— Begin Dataset entries —

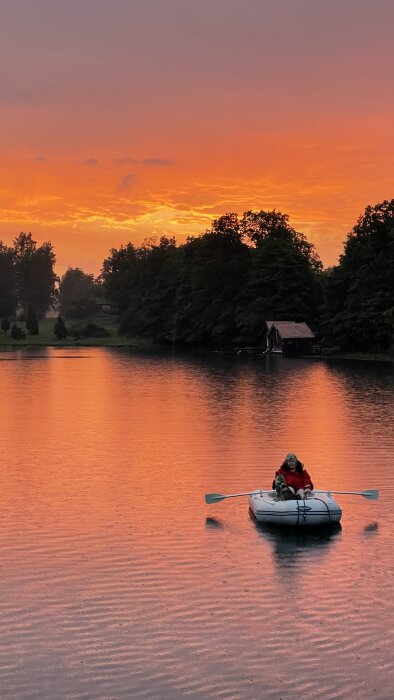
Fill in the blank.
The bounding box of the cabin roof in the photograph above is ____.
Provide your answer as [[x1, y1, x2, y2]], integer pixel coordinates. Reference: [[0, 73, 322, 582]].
[[266, 321, 315, 340]]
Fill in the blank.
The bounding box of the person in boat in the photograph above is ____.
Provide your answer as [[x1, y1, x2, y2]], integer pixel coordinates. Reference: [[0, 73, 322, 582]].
[[272, 452, 313, 501]]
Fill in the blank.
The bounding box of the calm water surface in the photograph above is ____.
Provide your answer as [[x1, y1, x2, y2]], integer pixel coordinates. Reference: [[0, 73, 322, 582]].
[[0, 348, 394, 700]]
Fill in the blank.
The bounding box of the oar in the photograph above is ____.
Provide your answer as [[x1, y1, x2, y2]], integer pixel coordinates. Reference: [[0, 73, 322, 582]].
[[205, 489, 271, 503], [205, 489, 379, 503], [312, 489, 379, 501]]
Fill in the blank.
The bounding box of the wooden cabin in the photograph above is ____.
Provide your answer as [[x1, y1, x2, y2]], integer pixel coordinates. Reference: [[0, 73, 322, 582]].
[[265, 321, 315, 355]]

— End Dataset entries —

**Work to do**
Which lines in the items above contain the word "photograph"? Pick out each of those lines and copy it in full.

**Response to the task**
The bounding box of the cabin roof in the photograph above is ____.
The bounding box of the person in boat in the photograph above is ____.
The bounding box of the calm water surface in the photograph above is ____.
The bounding box of the oar in the photograph above is ____.
The bounding box of the wooden cabin in the photograph above is ____.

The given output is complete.